*Short task:* Collect every line in the listing below that contains the string "hand", copying each one out in the order it appears.

*Provided data:*
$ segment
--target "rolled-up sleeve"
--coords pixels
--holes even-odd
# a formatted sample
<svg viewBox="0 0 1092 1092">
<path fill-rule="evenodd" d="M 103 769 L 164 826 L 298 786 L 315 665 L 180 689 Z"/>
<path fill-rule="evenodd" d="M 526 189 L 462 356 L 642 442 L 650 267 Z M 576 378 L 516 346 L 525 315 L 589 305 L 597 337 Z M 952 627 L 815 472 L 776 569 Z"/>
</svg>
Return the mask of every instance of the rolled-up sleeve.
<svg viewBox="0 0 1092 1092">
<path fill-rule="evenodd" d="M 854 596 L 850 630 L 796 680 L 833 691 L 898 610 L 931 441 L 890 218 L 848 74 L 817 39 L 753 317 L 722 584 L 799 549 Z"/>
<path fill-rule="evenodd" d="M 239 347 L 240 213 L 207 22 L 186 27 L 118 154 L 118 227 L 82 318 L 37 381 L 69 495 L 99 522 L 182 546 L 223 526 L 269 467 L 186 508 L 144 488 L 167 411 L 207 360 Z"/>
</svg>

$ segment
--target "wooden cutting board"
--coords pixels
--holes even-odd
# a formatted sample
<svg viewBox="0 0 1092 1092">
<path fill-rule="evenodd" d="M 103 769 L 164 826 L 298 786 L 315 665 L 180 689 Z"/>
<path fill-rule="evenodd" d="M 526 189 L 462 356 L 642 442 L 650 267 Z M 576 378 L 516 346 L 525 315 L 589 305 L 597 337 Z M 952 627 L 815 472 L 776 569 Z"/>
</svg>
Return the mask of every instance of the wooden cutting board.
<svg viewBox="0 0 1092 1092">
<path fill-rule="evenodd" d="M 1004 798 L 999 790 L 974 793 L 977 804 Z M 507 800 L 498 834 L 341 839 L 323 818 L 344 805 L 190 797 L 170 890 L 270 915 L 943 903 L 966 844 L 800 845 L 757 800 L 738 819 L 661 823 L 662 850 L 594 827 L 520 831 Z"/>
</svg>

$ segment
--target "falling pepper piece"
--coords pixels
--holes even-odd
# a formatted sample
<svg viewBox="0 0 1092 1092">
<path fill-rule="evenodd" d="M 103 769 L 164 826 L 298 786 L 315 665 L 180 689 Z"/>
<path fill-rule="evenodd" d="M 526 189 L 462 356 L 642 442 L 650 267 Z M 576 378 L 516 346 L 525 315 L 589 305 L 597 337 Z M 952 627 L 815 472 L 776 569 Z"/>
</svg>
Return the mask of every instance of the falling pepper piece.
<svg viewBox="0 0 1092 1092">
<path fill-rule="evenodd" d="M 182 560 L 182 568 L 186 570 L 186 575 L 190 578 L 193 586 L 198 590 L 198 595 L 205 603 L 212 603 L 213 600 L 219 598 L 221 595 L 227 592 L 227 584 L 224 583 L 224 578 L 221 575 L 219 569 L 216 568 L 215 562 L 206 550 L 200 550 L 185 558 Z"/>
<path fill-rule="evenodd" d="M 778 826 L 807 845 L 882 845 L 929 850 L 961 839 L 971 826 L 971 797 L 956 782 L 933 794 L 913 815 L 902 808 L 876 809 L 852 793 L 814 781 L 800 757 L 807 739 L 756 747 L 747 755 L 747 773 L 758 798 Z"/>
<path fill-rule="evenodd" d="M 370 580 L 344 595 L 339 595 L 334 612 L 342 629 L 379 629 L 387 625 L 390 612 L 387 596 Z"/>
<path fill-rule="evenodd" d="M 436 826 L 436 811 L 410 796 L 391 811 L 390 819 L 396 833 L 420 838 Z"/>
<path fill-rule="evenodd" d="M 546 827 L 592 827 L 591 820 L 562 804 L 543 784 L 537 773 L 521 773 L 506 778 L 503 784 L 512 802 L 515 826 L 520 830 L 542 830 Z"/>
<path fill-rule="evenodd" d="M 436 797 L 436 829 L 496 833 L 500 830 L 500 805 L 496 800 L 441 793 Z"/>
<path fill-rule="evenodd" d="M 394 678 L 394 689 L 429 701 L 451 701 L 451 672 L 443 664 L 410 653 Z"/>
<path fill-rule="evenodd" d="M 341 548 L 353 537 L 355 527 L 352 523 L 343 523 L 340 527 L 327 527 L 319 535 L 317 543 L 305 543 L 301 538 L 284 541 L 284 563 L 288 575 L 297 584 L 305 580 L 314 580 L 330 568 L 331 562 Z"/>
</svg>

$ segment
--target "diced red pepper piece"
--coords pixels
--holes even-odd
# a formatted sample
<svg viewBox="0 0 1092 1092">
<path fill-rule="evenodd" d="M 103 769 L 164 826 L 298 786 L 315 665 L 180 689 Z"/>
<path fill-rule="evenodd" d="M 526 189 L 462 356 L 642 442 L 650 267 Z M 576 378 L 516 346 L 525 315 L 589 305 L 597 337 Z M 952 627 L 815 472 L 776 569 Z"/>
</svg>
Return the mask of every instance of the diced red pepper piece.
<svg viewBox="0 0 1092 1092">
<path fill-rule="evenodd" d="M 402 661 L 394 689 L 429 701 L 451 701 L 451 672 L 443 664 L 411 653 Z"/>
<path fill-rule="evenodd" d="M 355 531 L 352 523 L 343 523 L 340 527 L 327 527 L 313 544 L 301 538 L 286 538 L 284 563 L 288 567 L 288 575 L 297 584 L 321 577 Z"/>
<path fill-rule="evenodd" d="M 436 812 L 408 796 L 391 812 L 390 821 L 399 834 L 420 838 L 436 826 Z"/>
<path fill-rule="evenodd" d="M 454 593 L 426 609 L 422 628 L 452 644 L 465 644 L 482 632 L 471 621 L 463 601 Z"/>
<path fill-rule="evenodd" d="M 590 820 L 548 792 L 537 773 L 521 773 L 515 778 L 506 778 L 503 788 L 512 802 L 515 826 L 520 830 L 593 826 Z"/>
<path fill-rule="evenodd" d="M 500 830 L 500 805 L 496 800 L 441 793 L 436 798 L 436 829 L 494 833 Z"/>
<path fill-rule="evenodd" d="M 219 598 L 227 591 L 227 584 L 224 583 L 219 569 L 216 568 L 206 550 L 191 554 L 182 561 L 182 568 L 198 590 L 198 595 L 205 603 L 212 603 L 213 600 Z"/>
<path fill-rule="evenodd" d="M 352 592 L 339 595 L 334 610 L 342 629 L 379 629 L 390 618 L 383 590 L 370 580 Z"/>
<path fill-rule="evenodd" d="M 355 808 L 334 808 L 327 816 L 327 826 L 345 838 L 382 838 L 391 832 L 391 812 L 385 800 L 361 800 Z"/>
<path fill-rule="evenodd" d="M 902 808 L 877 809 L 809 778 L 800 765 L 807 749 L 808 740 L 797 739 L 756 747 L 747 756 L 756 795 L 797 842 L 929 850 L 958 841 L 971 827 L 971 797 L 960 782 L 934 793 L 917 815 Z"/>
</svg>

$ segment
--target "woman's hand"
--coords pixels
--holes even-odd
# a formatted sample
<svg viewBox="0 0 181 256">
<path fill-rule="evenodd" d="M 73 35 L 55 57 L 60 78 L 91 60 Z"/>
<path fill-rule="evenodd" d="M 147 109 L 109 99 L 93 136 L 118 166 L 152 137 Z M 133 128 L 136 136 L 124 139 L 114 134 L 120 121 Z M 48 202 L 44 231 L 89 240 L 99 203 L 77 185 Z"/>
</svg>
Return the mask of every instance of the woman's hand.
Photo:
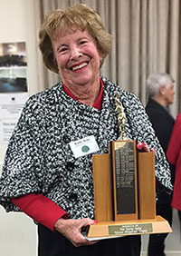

*Exercise result:*
--target "woman's hand"
Return the mask of every instance of the woman's hand.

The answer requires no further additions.